[Raw data Boundary: Start]

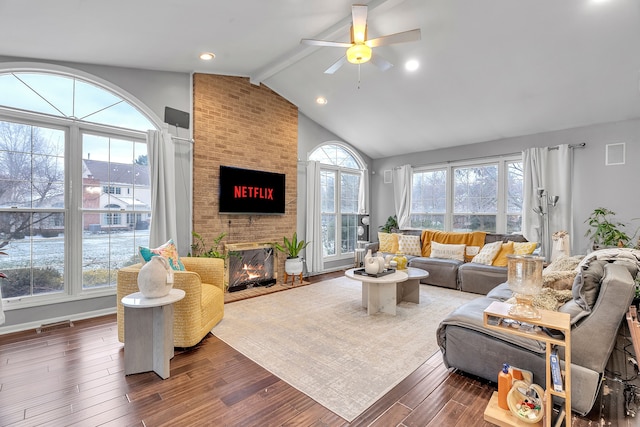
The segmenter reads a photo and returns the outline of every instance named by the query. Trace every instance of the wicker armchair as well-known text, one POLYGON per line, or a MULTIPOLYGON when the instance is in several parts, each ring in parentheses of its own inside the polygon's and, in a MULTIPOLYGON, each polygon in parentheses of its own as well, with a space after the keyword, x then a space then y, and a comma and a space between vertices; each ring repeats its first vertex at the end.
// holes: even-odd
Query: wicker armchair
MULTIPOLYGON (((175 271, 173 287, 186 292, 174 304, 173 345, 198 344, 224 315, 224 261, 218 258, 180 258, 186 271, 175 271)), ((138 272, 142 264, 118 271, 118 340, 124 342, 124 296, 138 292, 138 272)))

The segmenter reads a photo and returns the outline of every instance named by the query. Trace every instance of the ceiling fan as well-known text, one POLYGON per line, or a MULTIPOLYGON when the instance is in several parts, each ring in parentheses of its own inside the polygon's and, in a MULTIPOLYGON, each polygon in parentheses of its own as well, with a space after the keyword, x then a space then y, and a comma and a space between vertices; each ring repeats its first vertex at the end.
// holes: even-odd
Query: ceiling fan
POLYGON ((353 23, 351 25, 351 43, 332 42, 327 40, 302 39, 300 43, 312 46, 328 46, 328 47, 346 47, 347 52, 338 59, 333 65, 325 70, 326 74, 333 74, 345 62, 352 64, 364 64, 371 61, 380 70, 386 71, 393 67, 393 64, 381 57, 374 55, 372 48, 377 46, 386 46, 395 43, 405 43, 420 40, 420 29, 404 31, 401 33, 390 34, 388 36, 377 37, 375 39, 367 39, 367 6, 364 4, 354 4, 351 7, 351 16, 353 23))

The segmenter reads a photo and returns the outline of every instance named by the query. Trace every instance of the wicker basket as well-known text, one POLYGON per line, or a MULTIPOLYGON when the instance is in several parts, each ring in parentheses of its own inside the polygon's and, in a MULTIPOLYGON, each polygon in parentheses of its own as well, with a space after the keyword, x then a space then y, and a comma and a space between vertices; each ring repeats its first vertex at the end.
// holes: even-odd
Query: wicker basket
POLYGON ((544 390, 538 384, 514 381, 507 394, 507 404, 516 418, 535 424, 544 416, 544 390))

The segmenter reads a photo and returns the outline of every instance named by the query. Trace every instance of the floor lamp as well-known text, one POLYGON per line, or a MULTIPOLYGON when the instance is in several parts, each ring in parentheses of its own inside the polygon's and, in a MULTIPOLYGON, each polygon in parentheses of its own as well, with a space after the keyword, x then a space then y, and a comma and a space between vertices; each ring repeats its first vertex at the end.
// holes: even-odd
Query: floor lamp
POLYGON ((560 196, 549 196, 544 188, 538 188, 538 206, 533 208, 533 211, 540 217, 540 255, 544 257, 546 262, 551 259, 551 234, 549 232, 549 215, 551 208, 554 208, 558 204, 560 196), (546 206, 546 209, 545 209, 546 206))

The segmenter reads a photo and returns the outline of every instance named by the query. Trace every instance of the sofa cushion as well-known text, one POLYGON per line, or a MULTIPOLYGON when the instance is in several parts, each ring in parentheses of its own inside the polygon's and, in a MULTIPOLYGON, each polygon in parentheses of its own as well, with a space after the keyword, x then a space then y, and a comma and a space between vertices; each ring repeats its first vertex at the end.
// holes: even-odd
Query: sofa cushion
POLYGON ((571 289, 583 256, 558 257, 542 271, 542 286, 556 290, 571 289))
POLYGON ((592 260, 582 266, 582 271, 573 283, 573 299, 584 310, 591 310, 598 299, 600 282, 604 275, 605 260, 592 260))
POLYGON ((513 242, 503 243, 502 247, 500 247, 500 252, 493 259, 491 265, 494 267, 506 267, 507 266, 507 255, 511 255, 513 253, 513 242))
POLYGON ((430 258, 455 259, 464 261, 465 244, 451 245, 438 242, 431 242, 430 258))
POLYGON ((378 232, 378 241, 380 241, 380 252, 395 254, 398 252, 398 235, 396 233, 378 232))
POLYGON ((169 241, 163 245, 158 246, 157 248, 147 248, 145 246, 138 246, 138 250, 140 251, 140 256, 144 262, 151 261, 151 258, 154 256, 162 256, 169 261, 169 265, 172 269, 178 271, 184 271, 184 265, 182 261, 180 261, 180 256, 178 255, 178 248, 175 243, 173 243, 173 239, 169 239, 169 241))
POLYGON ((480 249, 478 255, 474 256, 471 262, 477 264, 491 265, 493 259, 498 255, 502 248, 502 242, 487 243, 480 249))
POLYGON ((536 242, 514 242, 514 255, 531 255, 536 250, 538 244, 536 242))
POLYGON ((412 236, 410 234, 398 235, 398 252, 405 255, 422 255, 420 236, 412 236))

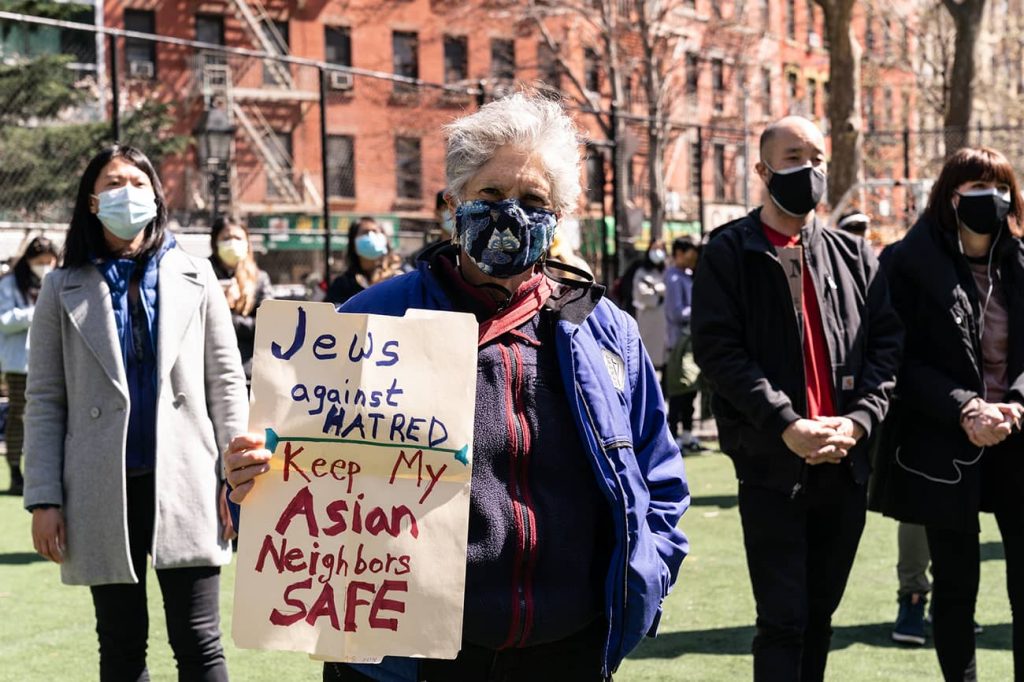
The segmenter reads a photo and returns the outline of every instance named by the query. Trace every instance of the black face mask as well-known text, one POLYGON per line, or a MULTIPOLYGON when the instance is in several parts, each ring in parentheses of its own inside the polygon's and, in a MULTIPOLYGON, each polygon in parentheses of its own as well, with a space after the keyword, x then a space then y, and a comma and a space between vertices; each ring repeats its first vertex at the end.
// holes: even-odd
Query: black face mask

[Raw data Boundary: End]

Task description:
Please return each line of the listing exactly as written, excluding the images.

Task answer:
The segmenter reads a photo and returns the outline of every instance named by the query. Trace every instance of the wicker armchair as well-known text, one POLYGON per line, or a MULTIPOLYGON when the instance is in several parts, each ring in parentheses of its own inside the polygon's and, in a MULTIPOLYGON, each polygon in parentheses of its own as well, with a space after the keyword, x then a space then y, and a comma and a space between vertices; each ring repeats its first vertex at the end.
// holes: even-odd
Query: wicker armchair
MULTIPOLYGON (((175 271, 173 287, 186 292, 174 304, 173 345, 198 344, 224 315, 224 261, 218 258, 180 258, 186 271, 175 271)), ((138 272, 142 264, 118 271, 118 340, 124 342, 124 296, 138 292, 138 272)))

The segmenter reads a photo and returns the outline of every instance named by the query. Trace every instance of the ceiling fan as well-known text, one POLYGON per line, or a MULTIPOLYGON when the instance is in several parts, each ring in parentheses of its own inside the polygon's and, in a MULTIPOLYGON, each polygon in parentheses of its own as well, with a space after the keyword, x then a space then y, and a comma and a space between vertices; each ring repeats its first vertex at the end.
// holes: even-odd
Query: ceiling fan
POLYGON ((353 23, 351 25, 351 43, 332 42, 327 40, 302 39, 300 43, 312 46, 328 46, 328 47, 346 47, 347 52, 338 59, 333 65, 325 70, 326 74, 333 74, 345 62, 352 64, 364 64, 371 61, 380 70, 386 71, 393 67, 393 64, 381 57, 374 55, 372 48, 377 46, 386 46, 395 43, 405 43, 420 40, 420 29, 404 31, 401 33, 390 34, 388 36, 377 37, 375 39, 367 39, 367 6, 364 4, 354 4, 351 7, 351 16, 353 23))

The segmenter reads a photo and returns the outline of every instance named by the query. Trace every instance of the wicker basket as well-known text, one POLYGON per line, or a MULTIPOLYGON when the instance is in several parts, each ring in parentheses of its own inside the polygon's and, in a MULTIPOLYGON, each polygon in parentheses of its own as well, with a space after the keyword, x then a space then y, and a comma and a space between vertices; each ring repeats its first vertex at the end.
// holes: even-odd
Query: wicker basket
POLYGON ((544 390, 538 384, 514 381, 507 394, 507 404, 516 418, 535 424, 544 416, 544 390))

The segmenter reads a photo and returns the outline of every instance named by the query. Trace every instance of the floor lamp as well-known text, one POLYGON per line, or a MULTIPOLYGON when the instance is in several parts, each ring in parentheses of its own inside the polygon's and, in a MULTIPOLYGON, each polygon in parentheses of its own as well, with a space after the keyword, x then a space then y, and a comma and a space between vertices; each ring repeats its first vertex at the end.
// holes: even-odd
Query: floor lamp
POLYGON ((560 196, 549 196, 544 188, 538 188, 538 206, 533 208, 533 211, 540 217, 540 255, 544 257, 546 262, 551 259, 551 234, 549 232, 549 215, 551 208, 554 208, 558 204, 560 196), (546 206, 546 209, 545 209, 546 206))

The segmenter reads a photo and returns the outline of every instance named by the query. Trace every instance of the sofa cushion as well-known text, one POLYGON per line, or a MULTIPOLYGON when the instance is in several parts, each ring in parentheses of its own inside the polygon's and, in a MULTIPOLYGON, each polygon in parentheses of its own as well, with a space after the keyword, x then a space then y, and a comma and a space between vertices; each ring repeats its first vertex at the end.
// holes: even-odd
Query: sofa cushion
POLYGON ((571 289, 583 256, 558 257, 542 271, 542 286, 556 290, 571 289))
POLYGON ((592 260, 582 266, 582 271, 573 283, 573 299, 584 310, 591 310, 598 299, 600 282, 604 275, 605 260, 592 260))
POLYGON ((513 242, 503 243, 502 247, 500 247, 500 252, 493 259, 491 265, 494 267, 506 267, 507 266, 507 255, 511 255, 513 253, 513 242))
POLYGON ((430 258, 455 259, 464 261, 465 244, 451 245, 438 242, 431 242, 430 258))
POLYGON ((378 232, 378 241, 380 241, 380 252, 395 254, 398 252, 398 235, 396 233, 378 232))
POLYGON ((169 241, 163 245, 158 246, 157 248, 147 248, 145 246, 138 246, 138 250, 140 251, 140 256, 144 262, 151 261, 151 258, 154 256, 162 256, 169 261, 169 265, 172 269, 178 271, 184 271, 184 265, 182 261, 180 261, 180 256, 178 255, 178 248, 175 243, 173 243, 173 239, 169 239, 169 241))
POLYGON ((480 249, 478 255, 474 256, 471 262, 477 264, 491 265, 493 259, 498 255, 502 248, 502 242, 487 243, 480 249))
POLYGON ((536 242, 514 242, 514 255, 531 255, 536 250, 538 244, 536 242))
POLYGON ((412 236, 410 234, 398 235, 398 252, 405 255, 422 255, 420 236, 412 236))

The segmenter reads a photo and returns the outline of every instance named by the query. Trace every instance of the black face mask as well-known text, one POLYGON per line, or a MULTIPOLYGON when the instance is in several parts, each ring in parentheses of its own inside the polygon's and, in a MULTIPOLYGON, each polygon in parentheses of its own as well, with a space after the keyword, x then a space then y, and a comma and a space between vertices; each ring repeats its first vertex at the end.
// holes: even-odd
Query: black face mask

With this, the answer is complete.